_STUDY QUESTIONS_
a. Answer these about the passage on Connecticut's school relief funding plan:
(i) Under which act and fund is Connecticut receiving the money?
(ii) What three things does the state's plan emphasize?
(iii) What has forced schools to dismiss early on the first days of the year?
b. Write the next paragraph of the passage on Connecticut's school relief funding plan, starting after its last sentence.

_PASSAGE FOR REVIEW_
The U.S. Department of Education has approved Connecticut’s plan for the funding the state is receiving from the American Rescue Plan Act of 2021, Elementary and Secondary School Emergency Relief Fund. The funding was approved by Congress and signed into law by President Joe Biden earlier this year as part of the ongoing efforts to assist in recovery from the impact of the COVID-19 pandemic.
The state’s plan for the federal funds aims to maximize both short- and long-term investments with an emphasis on promoting renewal, reducing opportunity gaps, and advancing equity.
Top priorities within Connecticut’s plan include:
- Learning acceleration, academic renewal, and student enrichment
- Family and community connections
- Social, emotional, and mental health of students and school staff
- Strategic use of technology and staff development to address the digital divide
- Building safe and healthy schools
The news media has been highlighting the lack of healthy conditions in schools in recent days as temperatures have soared into the 90s and schools have been forced to dismiss early on the first days of the year. Many Connecticut classrooms are not equipped with air conditioning or proper ventilation systems, causing temperatures to rise to unsafe levels. Poor ventilation in public schools is also a concern because of airborne pathogens—such as coronavirus.

_DATA EXCERPT_

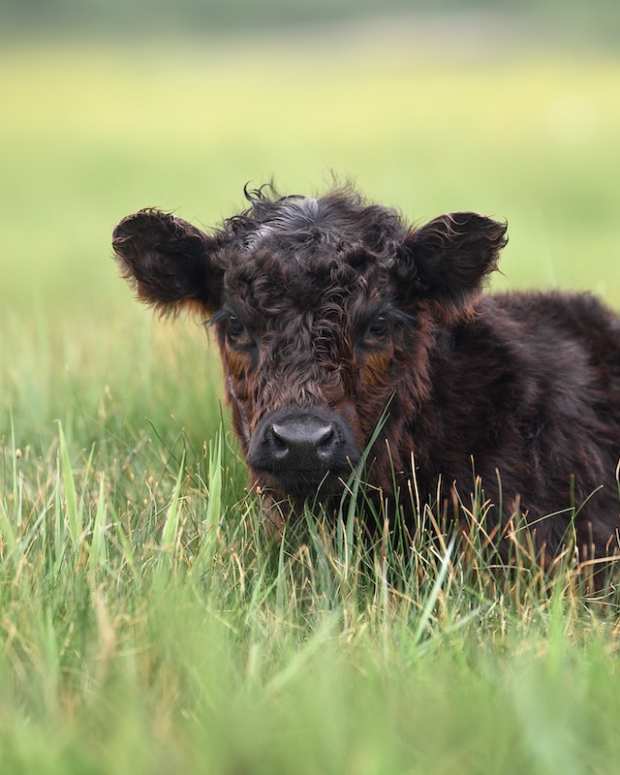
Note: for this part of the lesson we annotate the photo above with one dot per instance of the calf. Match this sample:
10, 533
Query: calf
332, 314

_RESULTS FOR EACH TASK_
a.
(i) The American Rescue Plan Act of 2021, Elementary and Secondary School Emergency Relief Fund.
(ii) Promoting renewal, reducing opportunity gaps, and advancing equity.
(iii) Temperatures soaring into the 90s.

b.
CEA President Kate Dias told Fox 61 News yesterday that federal funds should be invested in improvements to the health and safety of our schools, including the installment, maintenance, or repair of heating, ventilation, and air conditioning systems and the remediation and prevention of mold. “That leaves your districts and your classrooms stronger, better, safer, at the end of that three-year period” when the federal funding runs out, Dias said.
Teachers have also stressed the need for collaboration and the inclusion of all education stakeholders in school, district, and statewide decisions about how federal funds should be spent.
In his letter to Education Commissioner Charlene Russell-Tucker approving Connecticut’s plan, U.S. Department of Education Deputy Assistant Secretary Ian Rosenblum wrote, “As you implement this plan, we expect you to continue meaningfully engaging with stakeholders and the public and revising your plan, as necessary, to best meet the needs of students, parents, and educators. Ongoing engagement with all stakeholders is vital to ensuring that implementation of your plan is transparent, effective, equitable, inclusive, and best meets the needs of your State.”